---------- RECORD SET

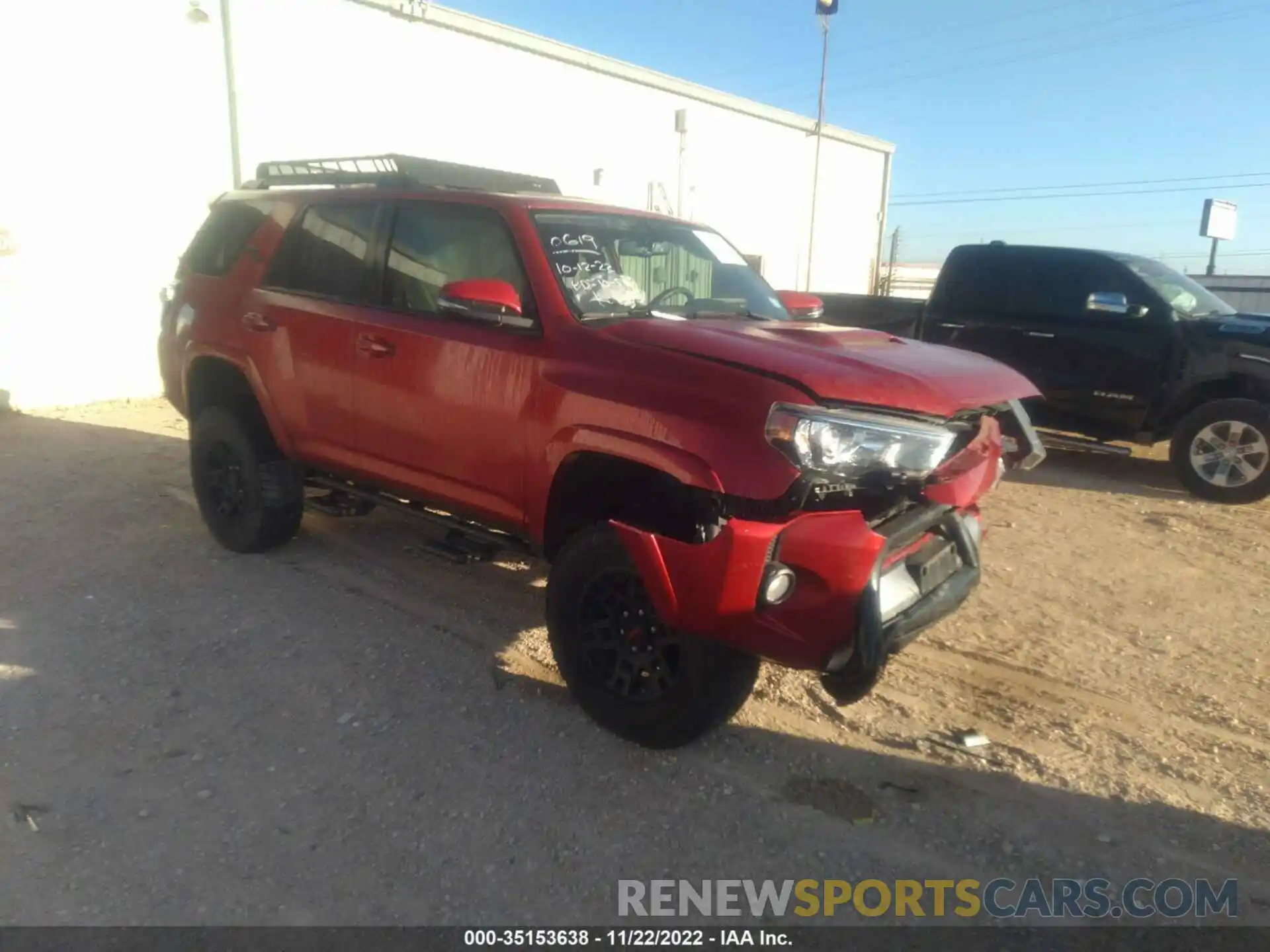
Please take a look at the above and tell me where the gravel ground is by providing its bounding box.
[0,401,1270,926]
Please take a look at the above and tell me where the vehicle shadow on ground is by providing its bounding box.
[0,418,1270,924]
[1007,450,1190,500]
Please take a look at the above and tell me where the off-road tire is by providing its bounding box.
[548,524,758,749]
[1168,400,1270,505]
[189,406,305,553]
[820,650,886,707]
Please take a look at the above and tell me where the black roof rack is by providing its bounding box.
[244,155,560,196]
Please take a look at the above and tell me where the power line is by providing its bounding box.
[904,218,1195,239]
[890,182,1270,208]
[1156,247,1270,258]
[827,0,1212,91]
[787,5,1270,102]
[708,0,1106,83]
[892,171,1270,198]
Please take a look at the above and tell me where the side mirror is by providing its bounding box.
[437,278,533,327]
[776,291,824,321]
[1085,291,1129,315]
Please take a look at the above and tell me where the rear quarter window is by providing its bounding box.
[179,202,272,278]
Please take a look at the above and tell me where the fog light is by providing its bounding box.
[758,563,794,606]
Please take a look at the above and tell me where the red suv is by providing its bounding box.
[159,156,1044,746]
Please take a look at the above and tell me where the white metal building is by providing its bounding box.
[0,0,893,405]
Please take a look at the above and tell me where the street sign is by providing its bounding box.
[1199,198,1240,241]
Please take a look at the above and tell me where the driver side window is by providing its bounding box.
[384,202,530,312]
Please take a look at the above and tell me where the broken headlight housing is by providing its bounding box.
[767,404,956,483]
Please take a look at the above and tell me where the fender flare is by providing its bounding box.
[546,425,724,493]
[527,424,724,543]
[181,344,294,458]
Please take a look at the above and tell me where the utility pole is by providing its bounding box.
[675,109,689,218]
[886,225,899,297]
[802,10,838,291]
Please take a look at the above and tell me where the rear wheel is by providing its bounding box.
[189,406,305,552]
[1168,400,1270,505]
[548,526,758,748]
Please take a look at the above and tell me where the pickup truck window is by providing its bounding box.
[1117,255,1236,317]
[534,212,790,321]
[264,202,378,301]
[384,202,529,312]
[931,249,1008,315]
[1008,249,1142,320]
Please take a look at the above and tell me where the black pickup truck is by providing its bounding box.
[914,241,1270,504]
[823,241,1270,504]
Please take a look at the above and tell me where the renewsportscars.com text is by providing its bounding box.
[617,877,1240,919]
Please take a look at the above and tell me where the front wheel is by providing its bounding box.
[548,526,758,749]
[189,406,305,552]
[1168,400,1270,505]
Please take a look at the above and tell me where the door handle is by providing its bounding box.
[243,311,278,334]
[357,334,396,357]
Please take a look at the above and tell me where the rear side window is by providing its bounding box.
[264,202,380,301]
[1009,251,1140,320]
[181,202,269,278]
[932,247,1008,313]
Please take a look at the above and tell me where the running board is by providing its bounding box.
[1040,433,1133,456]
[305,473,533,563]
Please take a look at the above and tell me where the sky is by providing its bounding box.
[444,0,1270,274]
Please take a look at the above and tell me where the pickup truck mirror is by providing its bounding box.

--------------------

SET PROBLEM -
Rewrite the stretch of entries from the line containing "truck is by providing its bounding box." through the line containing "[823,241,1270,504]", putting "dark pickup truck" in place of "black pickup truck" and leaving everything else unchanged.

ANSWER BELOW -
Please take a look at the above and tell me where the dark pickup truck is by providing its bounding box.
[914,241,1270,504]
[823,241,1270,504]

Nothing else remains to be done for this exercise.